▸ Excerpt to read:
The “free food” of the title is the boardroom lunch which is bought by a successful deal team for the other folks on the trading floor of a particular boilerplate New York investment bank. Neither free — at some point, one hopes, each of the teams will be successful enough to have to pay up — nor are all the consumers millionaires. In particular, the heroine Casey, struggling to pay off her credit card debts, has negative net worth on paper. But she has other talents.

The novel is a combination of Sex and the City and Wall Street, though Casey Han, the Carrie Bradshaw of our novel, is into hats rather than shoes. Some of the key plotlines are similar to your average American TV series, and indeed this book would make a very good TV series itself. Which marriage is going to fall apart next? Who will sleep with whom next? Will they get caught? Despite spending all her credit limit on fancy clothes and fancy dinners, will our heroine succeed in getting a place in business school and getting an internship which will lead to a job that will pay off her debts?

If the plotline is unremarkable, it nevertheless keeps you turning the pages for its near 600 page length. The book’s unique selling point is to set the rather generic potboiler plot in a Korean-American setting, which gives it an additional dimension.

As the book opens, our heroine is thrown out of her parents’ house for a combination of sins — lack of direction after finishing at a prestigious university, and lack of proper filial respect for the hardworking father who inevitably runs a dry cleaning business. Interesting cultural observations litter the book: the question of who makes a better boyfriend: the westerner who doesn’t know how to bow from the waist, the Korean who’s a complete “asshole” in the investment bank or the divorced Korean with a heart of gold but an expensive addiction; the complex social politics of how much to spend on gifts for the in-laws before a wedding; the way that family background back in Korea still counts for something, even though this might be invisible to a westerner.

▸ Written problem 1:
In the listing, starting at the line that contains "Locate the grassy" and ending at the end of the listing, swap "dense foliage" for "thick foliage" and give those lines again with everything else unchanged. Leave the pictures out of your answer.

(Records from a collection)
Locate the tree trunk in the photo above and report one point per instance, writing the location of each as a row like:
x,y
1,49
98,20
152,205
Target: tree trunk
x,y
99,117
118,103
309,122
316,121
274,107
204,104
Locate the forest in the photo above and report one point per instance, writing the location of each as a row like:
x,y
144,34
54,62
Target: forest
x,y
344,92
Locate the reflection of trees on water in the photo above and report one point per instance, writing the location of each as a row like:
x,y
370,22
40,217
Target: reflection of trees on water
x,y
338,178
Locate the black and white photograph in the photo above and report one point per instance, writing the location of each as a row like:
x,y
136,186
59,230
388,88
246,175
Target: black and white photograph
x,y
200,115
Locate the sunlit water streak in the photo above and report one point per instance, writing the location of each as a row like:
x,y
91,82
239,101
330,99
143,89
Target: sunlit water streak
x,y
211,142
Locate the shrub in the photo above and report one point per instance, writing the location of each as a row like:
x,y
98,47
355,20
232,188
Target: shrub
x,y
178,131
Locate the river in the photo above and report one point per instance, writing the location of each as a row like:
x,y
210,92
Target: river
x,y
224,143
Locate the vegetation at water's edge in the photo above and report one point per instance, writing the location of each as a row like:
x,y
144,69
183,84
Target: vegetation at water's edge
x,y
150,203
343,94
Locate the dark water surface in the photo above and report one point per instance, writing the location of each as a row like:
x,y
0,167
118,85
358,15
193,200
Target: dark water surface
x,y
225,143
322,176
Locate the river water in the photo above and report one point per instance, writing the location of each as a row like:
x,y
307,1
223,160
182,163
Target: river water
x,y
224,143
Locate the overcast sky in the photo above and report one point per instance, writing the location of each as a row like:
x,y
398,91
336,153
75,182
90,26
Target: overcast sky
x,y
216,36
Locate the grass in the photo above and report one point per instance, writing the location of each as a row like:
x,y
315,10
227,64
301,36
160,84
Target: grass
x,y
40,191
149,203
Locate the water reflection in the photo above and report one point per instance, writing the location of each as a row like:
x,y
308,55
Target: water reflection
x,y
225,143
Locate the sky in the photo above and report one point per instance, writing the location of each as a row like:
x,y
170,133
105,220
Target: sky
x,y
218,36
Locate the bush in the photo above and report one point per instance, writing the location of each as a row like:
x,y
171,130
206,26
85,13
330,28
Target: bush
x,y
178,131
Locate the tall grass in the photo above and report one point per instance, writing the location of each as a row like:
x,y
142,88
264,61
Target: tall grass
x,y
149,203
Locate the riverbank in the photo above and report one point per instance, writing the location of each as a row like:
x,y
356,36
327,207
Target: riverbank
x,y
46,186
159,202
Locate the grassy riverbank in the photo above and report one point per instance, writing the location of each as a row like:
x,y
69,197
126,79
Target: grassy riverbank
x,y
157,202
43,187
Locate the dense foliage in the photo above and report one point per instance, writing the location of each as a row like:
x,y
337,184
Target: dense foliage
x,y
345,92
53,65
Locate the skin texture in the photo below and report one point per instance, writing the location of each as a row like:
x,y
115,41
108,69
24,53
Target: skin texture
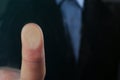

▸ Written problem 2:
Which kinds of boyfriend does the book review name when it raises the question of who makes a better one?

▸ Full solution 1:
Locate the grassy riverbank in the photo above and report one point per instance, writing the location of each as a row like:
x,y
69,197
126,79
Target: grassy riverbank
x,y
157,202
43,187
Locate the thick foliage in the photo above and report one point per instance, writing the location of each as a row like:
x,y
337,184
Target: thick foliage
x,y
345,92
53,65
Locate the skin texture in the photo below and report one point per instance, writing the location of each as a row like:
x,y
115,41
108,69
24,53
Target: skin texture

▸ Full solution 2:
- the westerner who doesn't know how to bow from the waist
- the Korean who's a complete "asshole" in the investment bank
- the divorced Korean with a heart of gold but an expensive addiction